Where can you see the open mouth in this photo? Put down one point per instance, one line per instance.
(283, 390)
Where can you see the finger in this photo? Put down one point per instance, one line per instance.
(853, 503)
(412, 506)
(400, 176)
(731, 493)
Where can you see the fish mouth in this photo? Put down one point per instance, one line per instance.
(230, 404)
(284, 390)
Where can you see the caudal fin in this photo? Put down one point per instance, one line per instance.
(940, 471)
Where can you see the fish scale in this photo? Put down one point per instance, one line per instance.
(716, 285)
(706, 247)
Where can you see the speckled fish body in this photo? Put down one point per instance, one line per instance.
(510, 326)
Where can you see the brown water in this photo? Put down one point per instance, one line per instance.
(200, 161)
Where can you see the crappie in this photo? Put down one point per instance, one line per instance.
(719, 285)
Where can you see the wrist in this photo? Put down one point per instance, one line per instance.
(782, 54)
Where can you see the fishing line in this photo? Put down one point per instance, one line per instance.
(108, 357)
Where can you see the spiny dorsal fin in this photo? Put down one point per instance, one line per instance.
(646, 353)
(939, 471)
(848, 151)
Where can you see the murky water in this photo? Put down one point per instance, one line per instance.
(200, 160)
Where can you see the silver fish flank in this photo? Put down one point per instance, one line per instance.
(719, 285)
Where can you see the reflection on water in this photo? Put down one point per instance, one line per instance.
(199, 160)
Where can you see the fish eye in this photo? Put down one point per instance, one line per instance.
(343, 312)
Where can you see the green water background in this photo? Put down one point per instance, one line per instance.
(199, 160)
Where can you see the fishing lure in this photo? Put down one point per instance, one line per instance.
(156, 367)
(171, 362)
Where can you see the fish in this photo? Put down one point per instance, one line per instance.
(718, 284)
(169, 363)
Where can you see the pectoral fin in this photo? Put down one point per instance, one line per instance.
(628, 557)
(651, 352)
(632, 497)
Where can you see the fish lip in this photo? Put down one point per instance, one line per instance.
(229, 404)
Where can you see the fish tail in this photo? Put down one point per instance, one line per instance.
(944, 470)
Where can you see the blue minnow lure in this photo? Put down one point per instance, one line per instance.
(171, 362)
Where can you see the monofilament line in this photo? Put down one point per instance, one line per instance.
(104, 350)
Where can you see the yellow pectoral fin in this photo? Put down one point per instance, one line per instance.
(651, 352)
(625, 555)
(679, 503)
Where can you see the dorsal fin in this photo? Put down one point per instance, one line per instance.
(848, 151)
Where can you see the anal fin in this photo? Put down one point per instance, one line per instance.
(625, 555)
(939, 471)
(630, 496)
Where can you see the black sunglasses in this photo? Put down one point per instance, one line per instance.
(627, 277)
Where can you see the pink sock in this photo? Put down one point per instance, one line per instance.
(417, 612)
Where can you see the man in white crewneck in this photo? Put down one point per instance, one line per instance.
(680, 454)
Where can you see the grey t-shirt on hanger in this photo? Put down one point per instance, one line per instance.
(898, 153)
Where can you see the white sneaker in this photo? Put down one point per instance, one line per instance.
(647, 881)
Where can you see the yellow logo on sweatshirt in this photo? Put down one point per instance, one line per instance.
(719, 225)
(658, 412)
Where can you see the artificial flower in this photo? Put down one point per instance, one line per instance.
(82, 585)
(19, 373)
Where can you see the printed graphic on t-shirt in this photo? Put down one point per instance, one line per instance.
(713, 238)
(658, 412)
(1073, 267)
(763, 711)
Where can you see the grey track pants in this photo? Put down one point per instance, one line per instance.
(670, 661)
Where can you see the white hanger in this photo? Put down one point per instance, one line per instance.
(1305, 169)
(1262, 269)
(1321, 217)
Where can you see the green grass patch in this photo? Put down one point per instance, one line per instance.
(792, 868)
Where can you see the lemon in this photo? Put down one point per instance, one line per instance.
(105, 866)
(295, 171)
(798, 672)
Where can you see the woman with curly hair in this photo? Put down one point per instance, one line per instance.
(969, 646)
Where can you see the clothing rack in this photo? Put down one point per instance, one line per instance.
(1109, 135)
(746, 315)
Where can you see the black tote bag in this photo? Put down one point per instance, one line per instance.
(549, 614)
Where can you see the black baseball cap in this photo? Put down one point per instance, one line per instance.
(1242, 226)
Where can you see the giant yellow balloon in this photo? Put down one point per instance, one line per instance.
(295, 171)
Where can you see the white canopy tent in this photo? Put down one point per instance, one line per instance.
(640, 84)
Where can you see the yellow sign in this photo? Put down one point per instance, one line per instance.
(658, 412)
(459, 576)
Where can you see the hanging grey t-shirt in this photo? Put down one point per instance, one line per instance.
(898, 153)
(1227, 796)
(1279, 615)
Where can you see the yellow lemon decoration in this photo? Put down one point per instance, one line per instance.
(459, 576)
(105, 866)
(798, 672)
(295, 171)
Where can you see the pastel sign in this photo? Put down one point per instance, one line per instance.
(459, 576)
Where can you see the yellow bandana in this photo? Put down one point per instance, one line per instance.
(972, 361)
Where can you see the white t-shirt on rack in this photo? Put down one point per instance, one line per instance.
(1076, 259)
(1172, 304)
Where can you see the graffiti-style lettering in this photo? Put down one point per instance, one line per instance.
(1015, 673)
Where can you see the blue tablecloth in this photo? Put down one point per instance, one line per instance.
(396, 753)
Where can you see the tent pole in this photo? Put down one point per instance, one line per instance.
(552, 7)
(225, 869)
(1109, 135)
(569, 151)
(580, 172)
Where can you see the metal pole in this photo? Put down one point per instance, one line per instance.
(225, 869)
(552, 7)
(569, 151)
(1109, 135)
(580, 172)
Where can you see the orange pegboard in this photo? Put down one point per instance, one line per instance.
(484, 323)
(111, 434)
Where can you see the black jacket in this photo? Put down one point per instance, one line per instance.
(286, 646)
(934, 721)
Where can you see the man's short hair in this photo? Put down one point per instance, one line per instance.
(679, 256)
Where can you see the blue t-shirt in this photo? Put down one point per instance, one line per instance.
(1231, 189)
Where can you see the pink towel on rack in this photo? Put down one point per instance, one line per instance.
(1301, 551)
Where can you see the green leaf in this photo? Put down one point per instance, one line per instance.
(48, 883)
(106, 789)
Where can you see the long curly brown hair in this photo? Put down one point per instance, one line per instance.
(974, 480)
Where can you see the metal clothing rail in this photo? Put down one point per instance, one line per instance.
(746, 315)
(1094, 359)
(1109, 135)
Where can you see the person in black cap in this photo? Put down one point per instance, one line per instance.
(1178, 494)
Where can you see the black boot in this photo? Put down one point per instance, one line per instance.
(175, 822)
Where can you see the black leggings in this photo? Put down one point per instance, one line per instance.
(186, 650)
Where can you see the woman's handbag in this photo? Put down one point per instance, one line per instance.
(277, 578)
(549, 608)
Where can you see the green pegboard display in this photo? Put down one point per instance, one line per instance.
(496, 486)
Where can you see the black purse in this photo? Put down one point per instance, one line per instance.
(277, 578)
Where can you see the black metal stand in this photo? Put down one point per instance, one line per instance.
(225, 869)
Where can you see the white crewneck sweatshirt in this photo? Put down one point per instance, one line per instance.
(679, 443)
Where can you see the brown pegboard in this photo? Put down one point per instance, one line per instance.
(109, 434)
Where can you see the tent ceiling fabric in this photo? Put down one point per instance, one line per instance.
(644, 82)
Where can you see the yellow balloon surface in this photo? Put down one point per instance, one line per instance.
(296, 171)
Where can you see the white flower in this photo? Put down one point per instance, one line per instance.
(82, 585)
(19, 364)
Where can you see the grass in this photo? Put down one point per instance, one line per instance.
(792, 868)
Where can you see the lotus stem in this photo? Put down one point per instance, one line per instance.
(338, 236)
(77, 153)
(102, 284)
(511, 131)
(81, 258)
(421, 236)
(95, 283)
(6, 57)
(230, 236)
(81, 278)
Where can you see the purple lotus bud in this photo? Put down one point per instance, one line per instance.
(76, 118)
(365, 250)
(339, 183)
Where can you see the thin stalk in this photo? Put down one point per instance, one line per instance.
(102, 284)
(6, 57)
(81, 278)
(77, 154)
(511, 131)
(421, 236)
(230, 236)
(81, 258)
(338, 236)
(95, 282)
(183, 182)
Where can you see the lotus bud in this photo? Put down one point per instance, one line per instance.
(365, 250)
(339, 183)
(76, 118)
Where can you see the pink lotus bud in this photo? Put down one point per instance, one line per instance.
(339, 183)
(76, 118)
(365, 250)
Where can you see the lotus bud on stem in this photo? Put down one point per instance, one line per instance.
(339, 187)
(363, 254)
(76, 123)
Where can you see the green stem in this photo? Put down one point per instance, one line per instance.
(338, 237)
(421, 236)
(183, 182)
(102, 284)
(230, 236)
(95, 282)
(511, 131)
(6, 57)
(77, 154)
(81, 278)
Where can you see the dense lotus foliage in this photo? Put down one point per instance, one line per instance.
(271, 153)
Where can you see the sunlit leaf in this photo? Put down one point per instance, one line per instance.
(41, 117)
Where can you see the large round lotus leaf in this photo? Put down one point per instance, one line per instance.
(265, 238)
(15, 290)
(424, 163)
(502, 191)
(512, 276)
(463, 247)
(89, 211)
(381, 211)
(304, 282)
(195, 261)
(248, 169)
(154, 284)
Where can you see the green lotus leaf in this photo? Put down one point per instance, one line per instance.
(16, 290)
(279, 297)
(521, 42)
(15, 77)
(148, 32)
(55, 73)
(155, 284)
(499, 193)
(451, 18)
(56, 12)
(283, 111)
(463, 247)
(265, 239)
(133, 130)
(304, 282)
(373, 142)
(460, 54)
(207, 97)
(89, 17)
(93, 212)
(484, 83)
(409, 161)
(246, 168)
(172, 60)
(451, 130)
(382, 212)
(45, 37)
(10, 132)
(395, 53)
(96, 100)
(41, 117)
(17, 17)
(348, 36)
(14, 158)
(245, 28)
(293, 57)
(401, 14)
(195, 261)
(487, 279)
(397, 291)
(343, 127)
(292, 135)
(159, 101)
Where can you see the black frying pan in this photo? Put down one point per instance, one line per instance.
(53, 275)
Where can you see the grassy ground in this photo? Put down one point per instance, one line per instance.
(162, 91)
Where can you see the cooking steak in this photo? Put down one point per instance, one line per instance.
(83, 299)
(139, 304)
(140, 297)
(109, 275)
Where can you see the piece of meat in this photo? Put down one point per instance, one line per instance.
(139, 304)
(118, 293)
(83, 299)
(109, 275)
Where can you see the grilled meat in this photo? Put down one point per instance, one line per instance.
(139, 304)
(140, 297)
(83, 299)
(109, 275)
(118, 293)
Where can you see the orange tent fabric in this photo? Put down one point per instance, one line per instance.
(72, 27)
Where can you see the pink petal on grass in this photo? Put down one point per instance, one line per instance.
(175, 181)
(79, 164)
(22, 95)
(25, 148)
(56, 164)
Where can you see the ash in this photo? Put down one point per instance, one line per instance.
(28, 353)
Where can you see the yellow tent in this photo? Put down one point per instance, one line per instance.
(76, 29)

-=-=-

Task directions: Please give the data again, starting with the line that contains "Where can you see the black jacket" and going on through the line that contains "(1231, 189)", with "blue t-shirt" renamed to "blue polo shirt" and nothing else changed.

Result of this task:
Where can you see the black jacket in this photo? Put down one point per instance, one line per instance.
(286, 646)
(934, 721)
Where can you see the man's short hair in this photo? Put down one point per instance, one line per instance.
(679, 256)
Where can you see the blue polo shirt in this photo? Put down one point per instance, one line per instance.
(1231, 189)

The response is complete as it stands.